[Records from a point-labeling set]

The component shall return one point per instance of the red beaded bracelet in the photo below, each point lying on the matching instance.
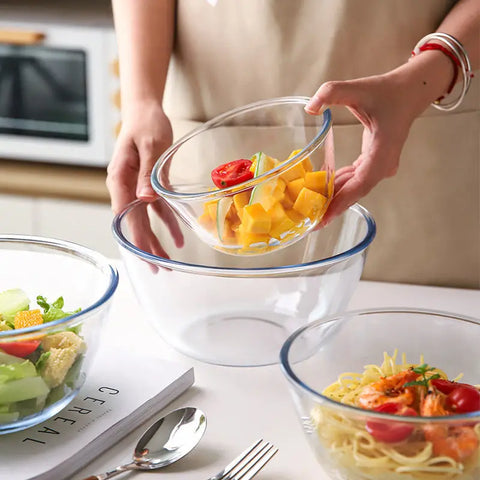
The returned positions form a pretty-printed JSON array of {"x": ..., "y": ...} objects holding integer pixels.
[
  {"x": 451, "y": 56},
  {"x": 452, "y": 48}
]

Aim of the exercise. Update all of these lines by changing "red beaded bracelet" to "silver chain bracelet" and leaving everything else as it is. Omit the pictures from your answer.

Exercise solution.
The component shall return one point per instance of the silver chain bracelet in the photo below, each point lying on the matching instance.
The returned positions form a pretty-printed JSON array of {"x": ..., "y": ...} objects holding integer pixels.
[
  {"x": 451, "y": 56},
  {"x": 452, "y": 48}
]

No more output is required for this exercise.